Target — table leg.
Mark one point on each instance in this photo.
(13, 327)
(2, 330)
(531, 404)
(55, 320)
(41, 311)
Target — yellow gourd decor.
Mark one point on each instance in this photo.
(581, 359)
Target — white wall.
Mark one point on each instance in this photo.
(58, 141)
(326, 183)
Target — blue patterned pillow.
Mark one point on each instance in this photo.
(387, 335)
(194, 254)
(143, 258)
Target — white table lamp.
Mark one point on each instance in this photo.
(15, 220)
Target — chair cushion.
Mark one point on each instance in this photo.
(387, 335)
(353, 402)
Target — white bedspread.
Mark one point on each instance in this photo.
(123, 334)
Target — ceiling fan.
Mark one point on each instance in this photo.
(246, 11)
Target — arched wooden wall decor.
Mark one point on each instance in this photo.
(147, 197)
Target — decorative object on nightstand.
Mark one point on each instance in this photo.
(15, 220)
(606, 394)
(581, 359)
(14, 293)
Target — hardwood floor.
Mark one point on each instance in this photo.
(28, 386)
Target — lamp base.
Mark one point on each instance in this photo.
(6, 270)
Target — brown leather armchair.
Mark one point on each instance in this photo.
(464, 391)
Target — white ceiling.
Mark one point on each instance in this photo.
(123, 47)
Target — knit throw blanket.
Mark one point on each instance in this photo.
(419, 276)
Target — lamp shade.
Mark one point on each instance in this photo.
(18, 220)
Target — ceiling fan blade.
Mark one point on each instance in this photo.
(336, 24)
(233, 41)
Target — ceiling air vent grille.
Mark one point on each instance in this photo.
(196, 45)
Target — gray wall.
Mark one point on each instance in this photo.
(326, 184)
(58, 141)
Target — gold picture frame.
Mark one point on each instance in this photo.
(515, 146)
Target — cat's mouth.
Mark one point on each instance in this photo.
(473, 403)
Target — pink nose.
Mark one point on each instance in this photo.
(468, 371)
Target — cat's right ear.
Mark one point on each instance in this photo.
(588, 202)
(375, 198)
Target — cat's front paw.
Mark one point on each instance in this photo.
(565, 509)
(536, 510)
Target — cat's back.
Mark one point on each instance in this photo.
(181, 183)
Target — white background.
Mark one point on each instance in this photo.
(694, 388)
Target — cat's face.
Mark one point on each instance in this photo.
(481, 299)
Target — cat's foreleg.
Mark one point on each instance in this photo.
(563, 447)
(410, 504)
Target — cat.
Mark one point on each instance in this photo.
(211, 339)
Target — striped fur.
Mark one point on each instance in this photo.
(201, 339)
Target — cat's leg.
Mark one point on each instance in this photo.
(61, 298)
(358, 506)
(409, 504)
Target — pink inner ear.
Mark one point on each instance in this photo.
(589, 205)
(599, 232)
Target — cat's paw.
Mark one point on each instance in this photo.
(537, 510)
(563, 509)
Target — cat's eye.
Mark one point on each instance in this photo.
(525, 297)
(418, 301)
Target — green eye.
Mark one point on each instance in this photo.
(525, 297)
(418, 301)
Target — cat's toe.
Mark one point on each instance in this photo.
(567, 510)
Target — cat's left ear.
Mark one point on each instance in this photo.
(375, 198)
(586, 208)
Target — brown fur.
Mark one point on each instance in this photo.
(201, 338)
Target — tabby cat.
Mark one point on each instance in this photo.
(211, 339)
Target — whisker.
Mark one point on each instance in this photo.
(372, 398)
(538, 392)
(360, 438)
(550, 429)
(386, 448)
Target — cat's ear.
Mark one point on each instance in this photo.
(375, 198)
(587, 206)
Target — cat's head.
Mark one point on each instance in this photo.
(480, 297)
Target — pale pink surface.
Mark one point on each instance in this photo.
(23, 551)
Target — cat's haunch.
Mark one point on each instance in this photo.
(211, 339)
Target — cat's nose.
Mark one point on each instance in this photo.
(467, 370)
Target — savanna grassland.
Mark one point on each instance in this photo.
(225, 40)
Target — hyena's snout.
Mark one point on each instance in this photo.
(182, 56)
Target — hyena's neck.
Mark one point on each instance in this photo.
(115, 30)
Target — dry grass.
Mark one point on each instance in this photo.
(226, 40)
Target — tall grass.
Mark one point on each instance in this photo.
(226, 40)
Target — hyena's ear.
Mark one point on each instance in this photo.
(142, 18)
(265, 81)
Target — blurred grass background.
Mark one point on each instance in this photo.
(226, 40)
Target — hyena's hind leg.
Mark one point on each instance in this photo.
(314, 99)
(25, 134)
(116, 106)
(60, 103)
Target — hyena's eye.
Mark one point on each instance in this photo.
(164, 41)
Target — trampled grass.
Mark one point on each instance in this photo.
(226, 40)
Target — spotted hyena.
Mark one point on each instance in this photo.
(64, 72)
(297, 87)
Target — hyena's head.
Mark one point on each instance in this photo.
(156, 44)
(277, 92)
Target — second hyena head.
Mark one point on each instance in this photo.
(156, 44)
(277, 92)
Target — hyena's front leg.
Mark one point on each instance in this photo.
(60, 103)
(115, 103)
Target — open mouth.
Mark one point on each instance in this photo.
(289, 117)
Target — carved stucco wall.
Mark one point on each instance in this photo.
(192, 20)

TASK BRIEF:
Transcribe the material above. Change nothing in it.

RESPONSE TO THE TASK:
Target — table leg.
Mark one point on each instance in this photo.
(13, 327)
(2, 330)
(531, 404)
(55, 320)
(41, 311)
Target — yellow gourd decor.
Mark one point on each instance in this photo.
(581, 359)
Target — white wall.
Mark one point on each instance in this photo.
(58, 141)
(326, 183)
Target — blue patterned pillow.
Mark one point on each instance in this photo.
(387, 335)
(194, 254)
(143, 258)
Target — white table lamp.
Mark one point on each instance in this photo.
(15, 220)
Target — chair cushion.
Mark one point on each instance in this photo.
(387, 335)
(353, 402)
Target — white bedspread.
Mark one point on each instance in this photo.
(123, 334)
Target — ceiling fan.
Mark one point on each instance in this photo.
(246, 11)
Target — arched wooden wall decor.
Mark one point on each instance in this photo.
(147, 197)
Target — decorative object on nightstand.
Mark one point on each instance in this photo.
(15, 220)
(606, 394)
(581, 359)
(14, 293)
Target — hardwood floor.
Mark one point on each instance in this photo.
(28, 386)
Target — lamp base.
Mark one point on each instance in this photo.
(6, 270)
Target — brown leather armchair.
Mark one point on each instance in this photo.
(464, 391)
Target — white ceiling.
Mark one point on each instance in this photo.
(123, 47)
Target — knit throw blanket.
Mark one point on each instance in this photo.
(419, 276)
Target — lamp shade.
Mark one point on each instance in this photo.
(18, 220)
Target — ceiling fan blade.
Mark one point on each instance in this photo.
(336, 24)
(233, 41)
Target — ceiling air vent grille.
Mark one point on each instance in this photo.
(196, 45)
Target — gray wall.
Mark one point on each instance in this photo.
(326, 184)
(58, 141)
Target — gold picture frame.
Mark one point on each instance in this photo.
(515, 146)
Target — cat's mouth.
Mark one point on each instance in this photo.
(473, 403)
Target — pink nose.
Mark one point on each instance in this photo.
(468, 371)
Target — cat's right ear.
Mark one point on each instance in this photo.
(588, 202)
(375, 198)
Target — cat's front paw.
Mark one point on each instance in this photo.
(565, 509)
(536, 510)
Target — cat's back.
Mark one point on each instance in this photo.
(181, 183)
Target — white background.
Mark one point on each instance in this photo.
(694, 388)
Target — cat's face.
Mark one point on each instance in this photo.
(481, 299)
Target — cat's foreleg.
Mark one point on each instance in this photo.
(563, 447)
(410, 504)
Target — cat.
Mark one point on each instance in this photo.
(211, 339)
Target — striped fur.
Mark one point on each instance in this photo.
(201, 339)
Target — cat's leg.
Mark one point on each instance in this photo.
(61, 298)
(358, 506)
(409, 504)
Target — pink inner ear.
Mark one point on each instance in this photo.
(589, 205)
(599, 232)
Target — cat's paw.
Mark one point on each instance in this photo.
(537, 510)
(563, 509)
Target — cat's eye.
Mark one point on each instance in this photo.
(525, 297)
(418, 301)
Target — green eye.
Mark one point on each instance in this photo.
(525, 297)
(418, 301)
Target — cat's toe.
Mark one point on each instance in this photo.
(567, 510)
Target — cat's left ear.
Mark one point on each instance in this photo.
(375, 198)
(586, 208)
Target — brown fur.
Mark one point on each instance in this photo.
(201, 338)
Target — tabby cat.
Mark one point on each instance in this photo.
(211, 339)
Target — whisker.
Mark one point on each instance in this photo.
(372, 398)
(538, 392)
(360, 438)
(550, 429)
(386, 448)
Target — cat's ear.
Mark one point on each instance in this photo.
(375, 198)
(587, 206)
Target — cat's head.
Mark one point on each instance in this photo.
(480, 297)
Target — pale pink surface.
Mark one point on each instance in this photo.
(23, 551)
Target — cat's haunch.
Mark one point on each instance in this photo.
(211, 339)
Target — cat's nose.
Mark one point on each instance in this photo.
(467, 370)
Target — savanna grassland.
Mark one point on each instance in this photo.
(225, 40)
Target — hyena's snout.
Mark one point on each instance in this photo.
(182, 56)
Target — hyena's neck.
Mark one point on each instance in this photo.
(115, 30)
Target — dry grass.
Mark one point on each instance in this photo.
(226, 40)
Target — tall grass.
Mark one point on each instance in this photo.
(226, 40)
Target — hyena's ear.
Mark one point on each instance in this photo.
(142, 18)
(265, 81)
Target — blurred grass background.
Mark one point on each instance in this photo.
(226, 40)
Target — hyena's hind leg.
Mark one point on each instance in this photo.
(314, 99)
(25, 134)
(116, 106)
(60, 103)
Target — hyena's eye.
Mark one point on each instance in this photo.
(164, 41)
Target — trampled grass.
Mark one point on each instance in this photo.
(226, 40)
Target — spotted hyena.
Mark one point on each instance in this photo.
(64, 72)
(297, 87)
Target — hyena's head.
Mark one point on each instance in this photo.
(156, 44)
(277, 92)
Target — second hyena head.
Mark one point on each instance in this photo.
(156, 44)
(277, 92)
Target — hyena's front leg.
Mark one point on each instance in this photo.
(60, 103)
(115, 103)
Target — open mouth.
Mark one point on each instance in this photo.
(289, 117)
Target — carved stucco wall.
Mark one point on each instance in this photo.
(192, 20)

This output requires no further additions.